*Exercise objective*: Could you put the entries below into a numbered list, leaving out any blank lines?

*Entries from a pointing dataset*:
================================

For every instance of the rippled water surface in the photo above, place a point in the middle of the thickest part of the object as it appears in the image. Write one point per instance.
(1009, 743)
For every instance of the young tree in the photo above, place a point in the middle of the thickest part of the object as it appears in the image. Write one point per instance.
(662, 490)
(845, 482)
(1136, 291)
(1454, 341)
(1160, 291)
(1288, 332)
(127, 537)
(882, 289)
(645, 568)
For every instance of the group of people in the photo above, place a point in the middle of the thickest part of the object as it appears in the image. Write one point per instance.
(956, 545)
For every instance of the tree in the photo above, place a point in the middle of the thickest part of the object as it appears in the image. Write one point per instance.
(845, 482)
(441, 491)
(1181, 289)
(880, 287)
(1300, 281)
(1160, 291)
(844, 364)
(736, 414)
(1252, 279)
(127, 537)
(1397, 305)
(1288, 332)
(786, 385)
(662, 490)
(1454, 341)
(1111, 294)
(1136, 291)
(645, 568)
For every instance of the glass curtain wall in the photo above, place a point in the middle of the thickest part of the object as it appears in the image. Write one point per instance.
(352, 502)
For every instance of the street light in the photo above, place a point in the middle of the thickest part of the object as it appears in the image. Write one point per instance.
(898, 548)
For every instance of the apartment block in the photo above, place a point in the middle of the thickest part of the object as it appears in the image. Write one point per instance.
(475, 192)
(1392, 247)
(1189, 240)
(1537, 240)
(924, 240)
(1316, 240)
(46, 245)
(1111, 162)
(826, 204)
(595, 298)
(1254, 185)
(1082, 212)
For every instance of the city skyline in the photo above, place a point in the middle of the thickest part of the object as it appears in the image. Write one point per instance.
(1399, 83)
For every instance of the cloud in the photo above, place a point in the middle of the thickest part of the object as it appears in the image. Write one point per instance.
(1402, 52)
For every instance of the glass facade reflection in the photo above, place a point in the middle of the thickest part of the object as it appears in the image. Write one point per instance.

================================

*Expected output*:
1. For every instance of the rippled water surface in the photo above, place a point in the middle of the thickest part of the object as it appears in the image. Write one point per instance.
2. (1009, 743)
3. For every instance of the young tree in the photo above, place a point in the middle of the thickest part of the object as it appears in the image. Write one point per instance.
4. (662, 490)
5. (845, 482)
6. (1136, 291)
7. (1454, 341)
8. (1160, 291)
9. (1288, 332)
10. (127, 537)
11. (882, 289)
12. (645, 568)
13. For every instance of the group of people in the photo above, place a point in the middle of the thickest part of the object as it appears in the image. Write one point per instance.
14. (956, 545)
15. For every instance of the tree in the photo above, place a point in the middle of the thickest part of the object as it appears in the image. Write one point per instance.
16. (845, 482)
17. (441, 491)
18. (1181, 289)
19. (880, 287)
20. (1300, 281)
21. (1160, 291)
22. (844, 364)
23. (736, 414)
24. (1252, 279)
25. (127, 537)
26. (1397, 305)
27. (1288, 332)
28. (786, 385)
29. (662, 490)
30. (1454, 341)
31. (1111, 294)
32. (1136, 291)
33. (645, 568)
34. For every instance of the glass curtain wall in the photo above, place a point in the middle of the thickest part of the object as it appears in the image. Write one point per instance.
35. (352, 502)
36. For every instance of the street light in the photo above, place a point in the middle of the thickest part of the object as it appears in the image. Write one point per instance.
37. (898, 548)
38. For every instance of the apartment block in the photo above, place a point in the middle of the thickest part of the object as it appears in the image. Write one point per instance.
39. (475, 192)
40. (1392, 247)
41. (1189, 240)
42. (1537, 240)
43. (924, 240)
44. (1316, 240)
45. (46, 245)
46. (1111, 162)
47. (826, 204)
48. (595, 298)
49. (1254, 185)
50. (1082, 212)
51. For every instance of the city skyline in the photo above, place a point in the middle of the thickest part of the object as it appears in the image. Write one point per instance.
52. (1399, 83)
53. For every instance of the cloud in the photo above, place a point in the middle of the thickest part of the object as it appears in the image. Write one point per instance.
54. (1402, 52)
55. For every instance of the glass facade reflection in the photo above, place a point in the middle of the thickest part of the object as it appears in the image. Write one point per instance.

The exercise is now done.